Problems to solve.
**A)** Summarize the Strings Music Festival passage in two sentences.
**B)** Pick up the Strings Music Festival passage after its last sentence and keep writing.

Passage shown.

Strings Music Festival is an annual summer music festival held in Steamboat Springs, Colorado. It presents an 8-week program of youth music performances in genres including classical, jazz, blues, Americana, and country.

==About==

Strings Music Festival is a 501(c)(3) organization, presenting more than 90 classical and non-classical music events each year, with the majority taking place during an eight-week summer season from June through August. Additional concerts and programs are held throughout the year. Programming includes orchestral and chamber music, contemporary classical music, jazz, blues, Americana, youth performances, lectures, outreach programs, and free public events.

The organization was founded in 1988 under the name Strings in the Mountains, initially presenting eight classical performances on the deck of the Steamboat Athletic Club. In 1990, the festival expanded its programming to include non-classical artists, with performances by Leo Kottke and Karla Bonoff. In 1992, a tent venue was erected on the Torian Plum property, increasing audience capacity from approximately 300 to 500 seats. That same year, the festival gained national attention when Leonard Slatkin, then conductor of the St. Louis Symphony Orchestra, led a chamber orchestra performance that was covered by CBS Morning News.

Provided data.
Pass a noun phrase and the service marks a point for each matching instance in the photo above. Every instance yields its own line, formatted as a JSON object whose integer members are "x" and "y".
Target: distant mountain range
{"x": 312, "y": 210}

Answers by task.
**A)** Strings Music Festival, a 501(c)(3) organization in Steamboat Springs, Colorado, presents more than 90 classical and non-classical music events each year, most of them during an eight-week summer season from June through August. It was founded in 1988 as Strings in the Mountains with eight classical performances, added non-classical artists in 1990, and in 1992 erected a tent venue that raised capacity from about 300 to 500 seats and gained national attention when a Leonard Slatkin performance was covered by CBS Morning News.

**B)**
In 2003, the organization purchased seven acres of land for a permanent home at its current site at 900 Strings Road in Steamboat Springs. In 2007, the organization adopted its current name, Strings Music Festival. A year later, a permanent music pavilion was completed. The $4.3 million facility was designed by Steamboat Architectural Associates in collaboration with D.L. Adams Associates of Denver, Colorado, and was constructed over a nine-month period.

==Directors==

In 2015, Strings Music Festival began its 28th season with Michael Sachs—a leading soloist, recitalist, teacher, and author—as music director. Sachs, who has served as principal trumpet of the Cleveland Orchestra since 1988, joined the festival in the fall of 2014. His programming for the 2015 season included guest artists drawn from major orchestras and music institutions in the United States and abroad, including those in Chicago, Boston, New York, Philadelphia, Dallas, and Los Angeles, as well as returning chamber and orchestral musicians who had previously appeared at the festival.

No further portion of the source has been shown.